**Exercise task**
Find each line in the records below that contains the word "white" and copy those lines. Matches must have the same case.

**Record list**
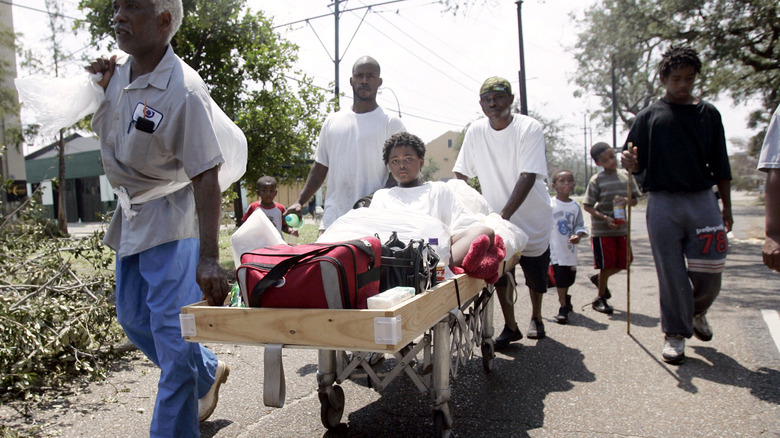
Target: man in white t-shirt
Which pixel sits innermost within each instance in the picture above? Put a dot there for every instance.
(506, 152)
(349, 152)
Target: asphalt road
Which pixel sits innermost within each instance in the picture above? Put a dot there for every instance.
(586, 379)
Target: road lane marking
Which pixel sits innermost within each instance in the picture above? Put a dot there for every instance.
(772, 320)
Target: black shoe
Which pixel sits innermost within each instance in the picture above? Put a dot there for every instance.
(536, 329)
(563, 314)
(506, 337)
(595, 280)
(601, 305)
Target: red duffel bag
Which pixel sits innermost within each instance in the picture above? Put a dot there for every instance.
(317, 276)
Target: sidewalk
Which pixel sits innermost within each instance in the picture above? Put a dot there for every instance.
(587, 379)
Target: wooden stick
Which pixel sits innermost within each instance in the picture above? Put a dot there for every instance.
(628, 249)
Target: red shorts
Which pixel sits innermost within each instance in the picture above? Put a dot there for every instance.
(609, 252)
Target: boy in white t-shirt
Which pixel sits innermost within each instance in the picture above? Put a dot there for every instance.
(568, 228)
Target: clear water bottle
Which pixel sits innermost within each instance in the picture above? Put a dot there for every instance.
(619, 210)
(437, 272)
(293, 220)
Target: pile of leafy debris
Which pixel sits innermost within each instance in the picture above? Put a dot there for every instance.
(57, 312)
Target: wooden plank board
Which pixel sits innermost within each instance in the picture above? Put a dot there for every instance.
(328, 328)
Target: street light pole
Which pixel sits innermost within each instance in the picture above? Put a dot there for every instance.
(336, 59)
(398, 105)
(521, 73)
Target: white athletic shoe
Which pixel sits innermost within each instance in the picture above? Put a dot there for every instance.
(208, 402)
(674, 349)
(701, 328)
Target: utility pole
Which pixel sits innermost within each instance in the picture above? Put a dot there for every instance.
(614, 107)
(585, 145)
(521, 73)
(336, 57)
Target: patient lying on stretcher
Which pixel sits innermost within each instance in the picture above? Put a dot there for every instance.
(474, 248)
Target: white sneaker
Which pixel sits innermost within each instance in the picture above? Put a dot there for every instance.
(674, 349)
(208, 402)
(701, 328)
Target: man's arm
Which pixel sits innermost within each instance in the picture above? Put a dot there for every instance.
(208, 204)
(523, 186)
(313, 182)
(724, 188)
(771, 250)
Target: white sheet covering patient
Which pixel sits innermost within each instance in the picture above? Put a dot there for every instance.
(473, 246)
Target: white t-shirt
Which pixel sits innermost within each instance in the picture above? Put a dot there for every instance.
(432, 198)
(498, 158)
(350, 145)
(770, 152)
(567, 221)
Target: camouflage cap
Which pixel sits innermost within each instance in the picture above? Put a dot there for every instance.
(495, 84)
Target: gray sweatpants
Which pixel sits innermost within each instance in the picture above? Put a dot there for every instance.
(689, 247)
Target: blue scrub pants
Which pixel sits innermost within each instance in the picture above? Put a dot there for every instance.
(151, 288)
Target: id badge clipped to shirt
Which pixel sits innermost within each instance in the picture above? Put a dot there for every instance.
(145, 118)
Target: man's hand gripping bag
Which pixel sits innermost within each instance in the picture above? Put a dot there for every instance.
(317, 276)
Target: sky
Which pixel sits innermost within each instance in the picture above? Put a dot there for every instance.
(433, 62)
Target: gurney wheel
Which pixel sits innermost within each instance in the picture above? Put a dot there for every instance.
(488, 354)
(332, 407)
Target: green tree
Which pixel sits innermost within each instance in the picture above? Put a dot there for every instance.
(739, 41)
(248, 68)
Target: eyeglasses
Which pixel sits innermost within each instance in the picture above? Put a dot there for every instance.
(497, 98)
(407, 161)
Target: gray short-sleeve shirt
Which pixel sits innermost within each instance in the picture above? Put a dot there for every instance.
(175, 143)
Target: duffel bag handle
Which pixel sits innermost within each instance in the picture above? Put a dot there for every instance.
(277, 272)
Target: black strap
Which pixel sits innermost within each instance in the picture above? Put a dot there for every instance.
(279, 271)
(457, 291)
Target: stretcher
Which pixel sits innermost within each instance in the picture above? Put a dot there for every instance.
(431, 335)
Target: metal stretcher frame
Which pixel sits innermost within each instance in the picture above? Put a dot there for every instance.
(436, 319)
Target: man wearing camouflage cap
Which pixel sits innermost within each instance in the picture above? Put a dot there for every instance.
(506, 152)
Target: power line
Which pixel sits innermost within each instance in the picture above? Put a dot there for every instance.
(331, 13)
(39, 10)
* * *
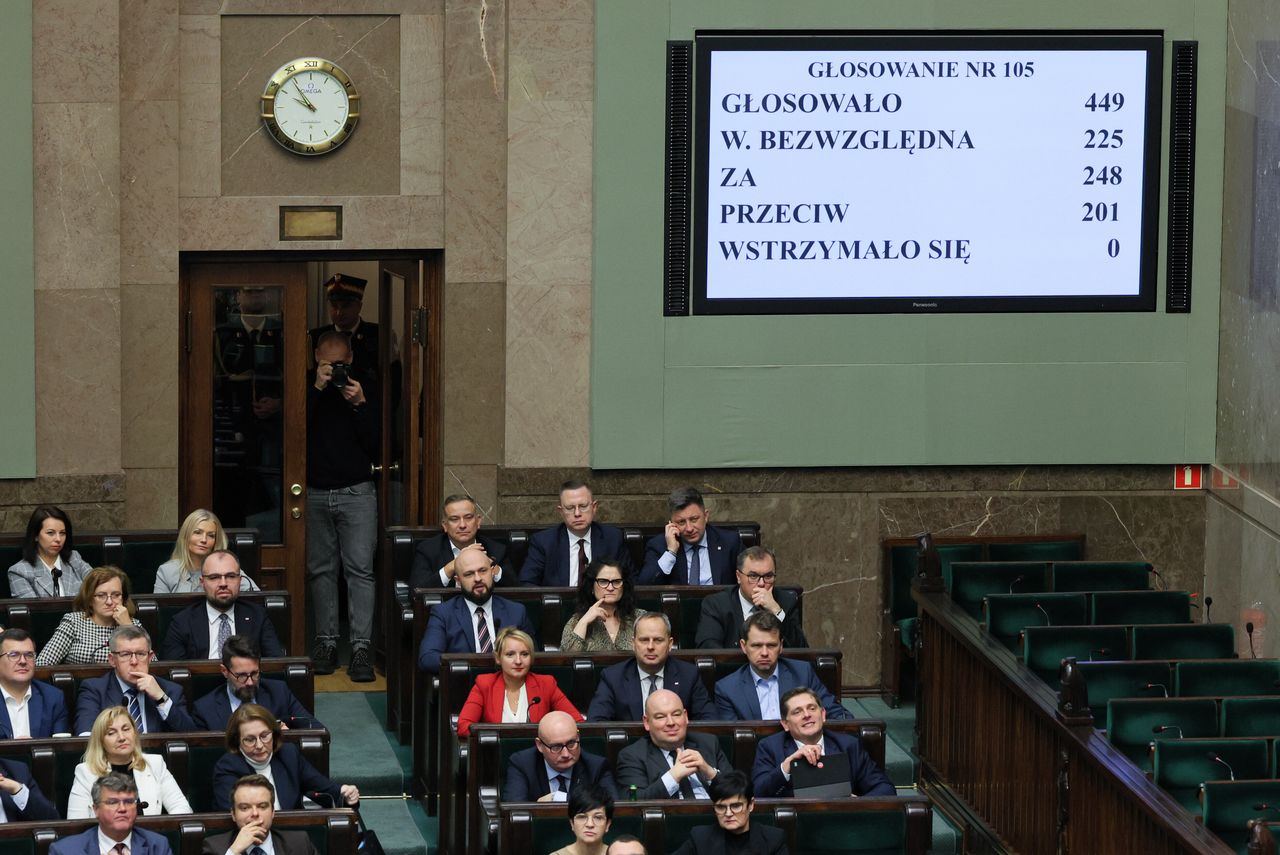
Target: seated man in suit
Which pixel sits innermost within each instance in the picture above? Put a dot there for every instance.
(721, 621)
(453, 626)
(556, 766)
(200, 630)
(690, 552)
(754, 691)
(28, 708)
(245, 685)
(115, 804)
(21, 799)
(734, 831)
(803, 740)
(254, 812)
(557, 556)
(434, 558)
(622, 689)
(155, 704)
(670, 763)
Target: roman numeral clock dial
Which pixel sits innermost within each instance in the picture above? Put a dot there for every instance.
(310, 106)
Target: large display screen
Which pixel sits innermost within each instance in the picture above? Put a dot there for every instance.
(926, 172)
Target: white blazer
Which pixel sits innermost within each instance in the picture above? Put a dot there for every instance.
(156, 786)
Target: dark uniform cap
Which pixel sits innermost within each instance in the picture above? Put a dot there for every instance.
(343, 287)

**Response to this task**
Target: man in white t-shirt
Target: boy in white t-shirt
Target: white athletic shoe
Target: white sneaker
Target: white sheet covering patient
Target: white t-shirt
Target: white blazer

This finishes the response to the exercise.